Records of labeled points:
◇ ◇ ◇ ◇ ◇

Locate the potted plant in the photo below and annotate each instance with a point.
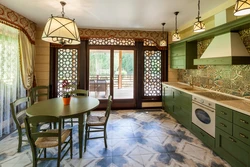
(66, 93)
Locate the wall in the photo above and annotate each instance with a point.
(231, 79)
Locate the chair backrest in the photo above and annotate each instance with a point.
(18, 109)
(80, 92)
(108, 109)
(33, 127)
(39, 92)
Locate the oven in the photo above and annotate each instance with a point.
(203, 114)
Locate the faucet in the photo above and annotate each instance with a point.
(190, 83)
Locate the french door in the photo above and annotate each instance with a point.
(112, 72)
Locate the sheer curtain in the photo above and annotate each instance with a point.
(11, 86)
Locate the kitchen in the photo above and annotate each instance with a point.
(230, 79)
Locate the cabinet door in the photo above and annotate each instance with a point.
(169, 100)
(232, 150)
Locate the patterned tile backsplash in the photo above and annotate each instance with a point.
(231, 79)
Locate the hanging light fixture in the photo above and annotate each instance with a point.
(163, 42)
(242, 7)
(176, 35)
(199, 26)
(61, 30)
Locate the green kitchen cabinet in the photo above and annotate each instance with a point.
(232, 150)
(232, 136)
(182, 55)
(203, 136)
(182, 110)
(167, 98)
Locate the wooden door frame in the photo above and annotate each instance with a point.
(117, 103)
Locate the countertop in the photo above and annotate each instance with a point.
(241, 105)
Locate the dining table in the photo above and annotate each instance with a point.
(79, 105)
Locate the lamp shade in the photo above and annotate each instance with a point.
(176, 37)
(242, 7)
(163, 42)
(199, 26)
(61, 30)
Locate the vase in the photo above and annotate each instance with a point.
(66, 100)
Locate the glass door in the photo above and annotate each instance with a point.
(123, 75)
(99, 73)
(111, 72)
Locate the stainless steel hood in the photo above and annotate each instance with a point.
(225, 49)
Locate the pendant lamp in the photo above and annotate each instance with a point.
(61, 30)
(242, 7)
(199, 26)
(163, 42)
(176, 35)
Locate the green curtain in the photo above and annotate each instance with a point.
(11, 86)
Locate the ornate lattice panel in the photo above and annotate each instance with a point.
(112, 41)
(152, 73)
(67, 69)
(147, 42)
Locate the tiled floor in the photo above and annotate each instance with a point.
(139, 138)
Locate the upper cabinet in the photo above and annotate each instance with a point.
(182, 55)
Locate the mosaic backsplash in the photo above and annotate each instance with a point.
(231, 79)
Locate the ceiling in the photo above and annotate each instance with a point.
(115, 14)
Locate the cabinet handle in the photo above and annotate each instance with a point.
(243, 121)
(232, 139)
(224, 113)
(223, 125)
(244, 136)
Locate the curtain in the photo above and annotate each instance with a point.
(11, 86)
(27, 60)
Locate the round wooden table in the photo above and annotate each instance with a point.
(78, 106)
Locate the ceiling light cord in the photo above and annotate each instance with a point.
(176, 30)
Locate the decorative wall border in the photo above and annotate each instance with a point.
(137, 35)
(11, 18)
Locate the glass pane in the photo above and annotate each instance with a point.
(67, 69)
(99, 73)
(152, 73)
(123, 74)
(202, 116)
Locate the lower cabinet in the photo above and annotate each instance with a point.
(232, 150)
(208, 140)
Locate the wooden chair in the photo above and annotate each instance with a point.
(98, 124)
(18, 110)
(41, 140)
(38, 92)
(77, 92)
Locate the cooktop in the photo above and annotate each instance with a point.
(216, 96)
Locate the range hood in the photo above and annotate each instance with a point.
(225, 49)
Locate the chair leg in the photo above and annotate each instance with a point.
(59, 155)
(19, 130)
(105, 137)
(71, 146)
(85, 141)
(71, 122)
(45, 153)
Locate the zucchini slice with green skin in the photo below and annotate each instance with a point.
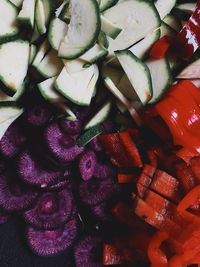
(8, 26)
(109, 28)
(94, 54)
(105, 4)
(83, 30)
(100, 117)
(164, 7)
(75, 86)
(50, 65)
(27, 14)
(136, 18)
(9, 112)
(57, 31)
(14, 60)
(161, 77)
(138, 74)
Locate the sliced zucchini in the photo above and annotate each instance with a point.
(17, 3)
(136, 19)
(42, 15)
(83, 29)
(109, 28)
(100, 117)
(94, 54)
(173, 22)
(14, 58)
(105, 4)
(164, 7)
(75, 86)
(161, 77)
(8, 25)
(50, 65)
(73, 66)
(57, 31)
(32, 54)
(138, 74)
(27, 13)
(8, 114)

◇ ◇ ◇ ◇ ◇

• To do: Set down only the lines running from the line with "Locate the glass pane" to the end of the entries, inclusive; omit every picture.

• Answer to this exercise:
Locate the glass pane in the photo above and annotate each instance with a point.
(67, 69)
(99, 73)
(152, 73)
(123, 74)
(202, 116)
Locate the lower cabinet in the photo above and annotate each instance with a point.
(232, 150)
(208, 140)
Locate the wooden chair in the photo above and annotate each instance with a point.
(98, 124)
(18, 110)
(41, 140)
(38, 92)
(77, 92)
Locate the cooktop in the photo above and annotate each instance with a point.
(216, 96)
Locate the range hood in the photo above and annotate each instance with a point.
(225, 49)
Locate the chair leg in the photo above and annotate each instance with a point.
(59, 155)
(19, 130)
(105, 137)
(71, 146)
(85, 141)
(71, 122)
(45, 153)
Locate the zucchini slice with green skin in the photo below and annotate each instance with a point.
(8, 26)
(109, 28)
(94, 54)
(105, 4)
(83, 30)
(100, 117)
(164, 7)
(75, 86)
(50, 65)
(27, 14)
(136, 18)
(9, 112)
(57, 31)
(14, 60)
(161, 77)
(138, 74)
Locate the sliced zucchini in the photo above and annotate each instance with a point.
(17, 3)
(136, 19)
(42, 15)
(83, 29)
(109, 28)
(100, 117)
(94, 54)
(173, 22)
(14, 58)
(105, 4)
(164, 7)
(75, 86)
(161, 77)
(8, 25)
(50, 65)
(73, 66)
(57, 31)
(32, 54)
(138, 74)
(27, 13)
(8, 114)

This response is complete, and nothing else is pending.